PROBLEM STATEMENT>
Give exactly the lines from the one with "of the dirt" through the final line of the listing below, both included, leaving out any pictures.

[Begin DATA FOR PROCESSING]

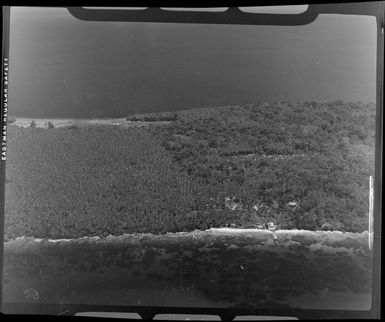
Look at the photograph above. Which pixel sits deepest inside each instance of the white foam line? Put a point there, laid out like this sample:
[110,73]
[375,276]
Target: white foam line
[226,230]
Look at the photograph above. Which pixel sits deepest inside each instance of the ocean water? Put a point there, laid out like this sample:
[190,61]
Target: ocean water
[61,67]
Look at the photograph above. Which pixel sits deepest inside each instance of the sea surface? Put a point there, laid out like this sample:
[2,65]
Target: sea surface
[61,67]
[308,270]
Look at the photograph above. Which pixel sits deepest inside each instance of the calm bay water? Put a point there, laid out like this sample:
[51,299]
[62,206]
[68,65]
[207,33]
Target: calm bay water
[61,67]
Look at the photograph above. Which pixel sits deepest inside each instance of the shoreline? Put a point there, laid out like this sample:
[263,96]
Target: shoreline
[58,123]
[291,238]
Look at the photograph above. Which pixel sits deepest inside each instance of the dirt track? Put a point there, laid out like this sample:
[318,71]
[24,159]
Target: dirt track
[319,270]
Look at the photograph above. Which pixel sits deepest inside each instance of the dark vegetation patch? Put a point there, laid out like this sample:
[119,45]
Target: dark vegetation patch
[319,154]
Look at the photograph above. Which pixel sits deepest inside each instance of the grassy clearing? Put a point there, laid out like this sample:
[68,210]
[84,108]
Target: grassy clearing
[90,181]
[100,180]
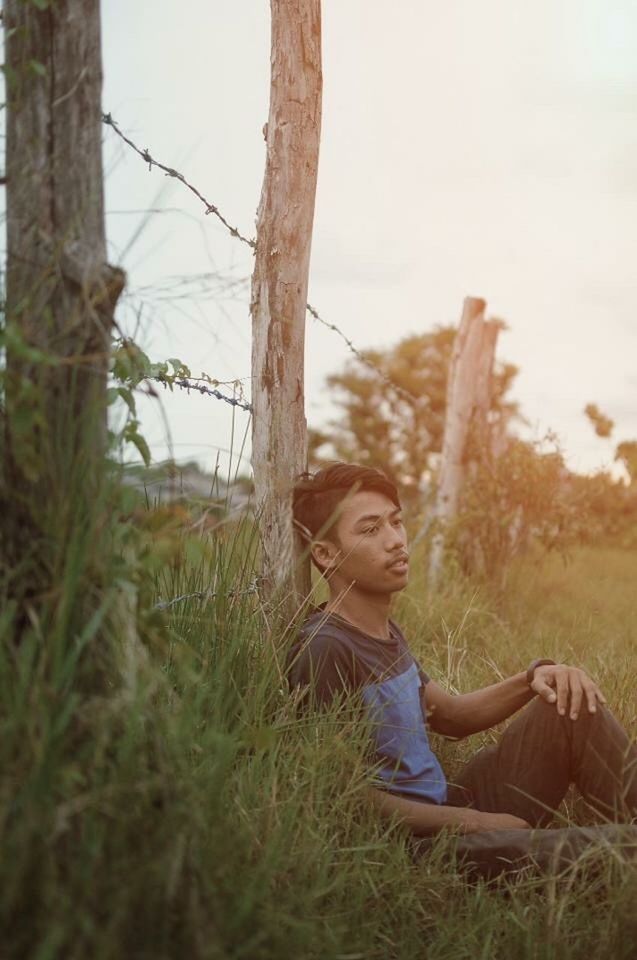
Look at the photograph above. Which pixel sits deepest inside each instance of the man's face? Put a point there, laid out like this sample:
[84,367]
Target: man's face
[371,545]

[End DATA FOR PROCESSING]

RESULT OF THIS TASK>
Look at the photograph above. Which pixel sits deepest inside each instance of the dirt track? Put a point there, laid out like this sample:
[318,71]
[24,159]
Target: dirt track
[319,270]
Look at the photograph above. Which pixel sits deepest inside each instance of the dark vegetation patch? Put a point there, laid out like this sample:
[119,45]
Target: dark vegetation patch
[319,154]
Look at the photograph above. Which pixel sits deepest inside each instance of the grassy clearing? Put a point there, laid out like this sample:
[68,210]
[84,108]
Target: grassy clearing
[90,181]
[100,180]
Look at the photograph above. Which pixel sits deepest inside each instance of the man's face? Put a point there, laid out like this sample:
[84,367]
Target: man's face
[371,545]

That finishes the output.